Problem >> Everything in the data must be repeated exactly, apart from the pictures, which are left out.
(Beginning of Records for this task)
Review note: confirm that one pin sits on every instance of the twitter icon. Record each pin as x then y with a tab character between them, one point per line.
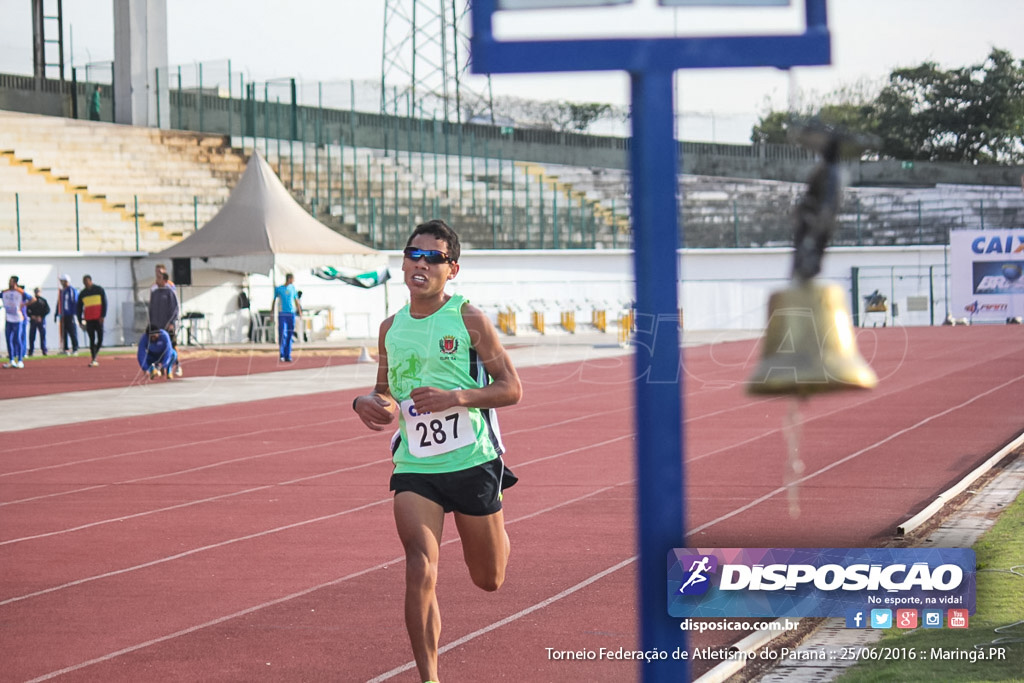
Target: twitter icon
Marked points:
882	619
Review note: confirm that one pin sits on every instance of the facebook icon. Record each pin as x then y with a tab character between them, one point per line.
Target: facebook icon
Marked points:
856	619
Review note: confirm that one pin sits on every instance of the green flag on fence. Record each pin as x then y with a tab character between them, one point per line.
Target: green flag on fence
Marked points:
352	276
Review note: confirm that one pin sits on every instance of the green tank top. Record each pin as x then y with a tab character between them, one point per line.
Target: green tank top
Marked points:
436	351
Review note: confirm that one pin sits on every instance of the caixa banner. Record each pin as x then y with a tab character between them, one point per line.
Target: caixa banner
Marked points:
816	582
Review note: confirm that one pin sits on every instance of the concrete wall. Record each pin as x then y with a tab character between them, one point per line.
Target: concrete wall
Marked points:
719	289
213	114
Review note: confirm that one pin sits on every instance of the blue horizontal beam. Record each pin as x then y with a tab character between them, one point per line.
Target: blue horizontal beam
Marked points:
642	54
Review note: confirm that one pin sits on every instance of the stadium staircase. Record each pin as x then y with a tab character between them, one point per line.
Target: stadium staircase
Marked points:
72	184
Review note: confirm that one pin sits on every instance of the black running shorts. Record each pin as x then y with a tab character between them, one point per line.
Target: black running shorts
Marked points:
475	492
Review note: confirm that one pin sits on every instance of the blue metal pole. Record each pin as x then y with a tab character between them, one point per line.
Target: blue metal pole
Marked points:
658	380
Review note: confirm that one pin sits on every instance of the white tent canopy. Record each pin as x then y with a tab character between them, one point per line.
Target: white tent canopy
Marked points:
261	227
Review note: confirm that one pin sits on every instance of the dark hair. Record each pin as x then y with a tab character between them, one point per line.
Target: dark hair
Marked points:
442	231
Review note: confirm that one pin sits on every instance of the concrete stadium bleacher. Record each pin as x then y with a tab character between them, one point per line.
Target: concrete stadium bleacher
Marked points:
178	179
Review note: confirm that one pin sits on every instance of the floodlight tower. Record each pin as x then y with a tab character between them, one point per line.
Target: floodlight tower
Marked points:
426	60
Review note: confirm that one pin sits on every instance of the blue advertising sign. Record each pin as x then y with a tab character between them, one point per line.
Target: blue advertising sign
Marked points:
849	583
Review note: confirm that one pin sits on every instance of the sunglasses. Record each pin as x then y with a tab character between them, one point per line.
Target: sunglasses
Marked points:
432	256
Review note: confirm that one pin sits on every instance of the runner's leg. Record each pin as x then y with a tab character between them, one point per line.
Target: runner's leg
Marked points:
420	522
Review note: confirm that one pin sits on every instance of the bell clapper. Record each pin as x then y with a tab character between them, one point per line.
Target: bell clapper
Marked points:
794	469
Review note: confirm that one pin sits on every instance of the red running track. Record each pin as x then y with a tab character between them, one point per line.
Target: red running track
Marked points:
227	545
58	374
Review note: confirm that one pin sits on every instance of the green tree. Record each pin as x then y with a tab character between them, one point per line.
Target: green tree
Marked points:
973	114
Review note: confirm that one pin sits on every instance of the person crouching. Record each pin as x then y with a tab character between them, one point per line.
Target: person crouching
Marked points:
156	353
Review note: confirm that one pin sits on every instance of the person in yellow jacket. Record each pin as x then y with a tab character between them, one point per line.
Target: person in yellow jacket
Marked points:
91	311
442	372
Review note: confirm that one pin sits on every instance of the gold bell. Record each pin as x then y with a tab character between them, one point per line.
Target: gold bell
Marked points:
809	346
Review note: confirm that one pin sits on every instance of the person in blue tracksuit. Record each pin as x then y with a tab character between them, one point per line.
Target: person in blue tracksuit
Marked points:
290	308
156	353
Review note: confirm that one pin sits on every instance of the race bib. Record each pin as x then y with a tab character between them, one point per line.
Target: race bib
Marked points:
436	433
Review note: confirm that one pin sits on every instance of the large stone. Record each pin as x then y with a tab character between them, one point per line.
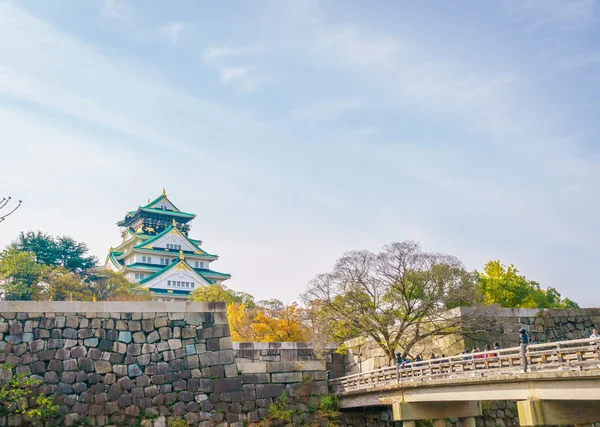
(End of Records for this task)
Answer >>
Review note: confirm that one pin sits on every instance of the twitter icon. Record each pin as x then y with a tab character between them, one point per line.
Target: twitter icon
Marked points:
882	619
Review note: confirm that one pin sits on every instance of the facebook icon. Record each pin as x then y with a tab character between them, one point per line.
Target: facebook icon
Marked points:
856	619
Review note: confirm that one pin sits on every instance of the green flag on fence. Record each pin as x then y with a tab character between them, one point per line.
Target: green flag on fence
Marked points:
352	276
Review note: confirm that one pin sits on every instance of the green tank top. Record each pin as x then y with a tab character between them, one point per line.
Target: green tank top
Marked points:
436	351
Review note: confirm that one pin sits on every instance of the caixa banner. Record each pin as x then y with a tab character between them, one point per line.
Target: caixa banner
Marked points:
816	582
Review note: confirm that one pin sits on every instance of the concrete wall. Record each pin as x then y with a tab character between them, one point per line.
Target: concrete wall
Marked points:
719	289
213	114
Review note: confirm that one pin sits on every instance of the blue horizontal beam. Record each pin as x then y with a tab character between them, one point per line.
Target: blue horizontal beam
Marked points:
642	54
Review note: confirm that one pin sits on every instance of the stadium staircase. Record each pin as x then y with a tab character between them, one point per line.
Target: stadium staircase
Marked points:
72	184
Review note: confirm that one pin sits on every instance of the black running shorts. Record each pin as x then y with a tab character between them, one point per line.
Target: black running shorts
Marked points:
475	492
Review note: confirm that one pin sits on every instance of the blue metal pole. Record each pin as x then y with a tab character between them, one point per line.
Target: blue metal pole
Marked points:
658	380
Review note: confirm that one pin sits on every instance of the white tent canopy. Record each pin as x then y with a tab character between them, one point per line.
Target: white tent canopy
Marked points:
261	227
Review note: confirm that one pin sits on every instance of the dark hair. Record each pin as x then y with a tab character between them, one point per line.
Target: dark hair
Marked points:
442	231
Review note: confirm that one pin sits on every instance of the concrete stadium bleacher. Record each pin as x then y with a tab character between them, one point per line.
Target: concrete stadium bleacher
Marked points:
178	179
Review note: confirm that one pin sits on every instance of the floodlight tower. Record each pin as x then y with a tab character between them, one point per line.
Target: floodlight tower
Marked points:
426	60
Review note: confirm that one pin sits on every instance of the blue advertising sign. Record each pin as x then y with a tab character between them, one point per line.
Target: blue advertising sign
Marked points:
849	583
Review note: confirm that one pin sits on every instance of the sunglasses. Record each pin as x then y with a tab character between them, one point per line.
Target: sunglasses
Marked points:
432	256
Review note: confirm that one pin sits on every instance of the runner's leg. Record each pin as x then y with a tab character between them, one point per line.
Target: runner's leg
Marked points:
420	522
Review note: confirm that one pin sits on every instance of the bell clapper. Record each pin as x then y with a tab character between them, one point per line.
Target: bell clapper
Marked points:
794	469
Review note: confirm that one pin sits on every instance of the red running track. Record each pin as x then y with a tab character between them, one point per line.
Target: red running track
Marked points:
227	545
58	374
Review note: confirm that one pin sits on every instance of the green tree. Record each pin as x then y with a tab character between them, one point per line.
Target: green tree
Marked points:
973	114
Review note: confirm that one pin sits on every instance of the person crouching. Record each pin as x then y with a tab character between them, one point per line.
Target: person crouching
Marked points:
156	353
Review note: confirm that one pin sits on every instance of the person in yellow jacket. Record each pin as x then y with a tab character between them, one point per line.
Target: person in yellow jacket
Marked points:
91	311
442	372
Review note: confirm that one pin sits on every instance of the gold bell. Record each pin as x then y with a tab character between them, one point per line.
Target: gold bell
Marked points:
809	346
Review note: confirm that one pin sits on every instance of the person in blue tracksuit. Record each pin as x then y with a tab character between them, one point per line.
Target: person in blue tracksuit
Marked points:
290	308
156	353
Review note: confirm that one pin sits on every instance of the race bib. Record each pin as x then y with a tab character between them, one point per line.
Target: race bib
Marked points:
436	433
Review note: confirm that one pin sits on every instance of the large stone. Record each pin as x then y with a tab character between them, one point per line.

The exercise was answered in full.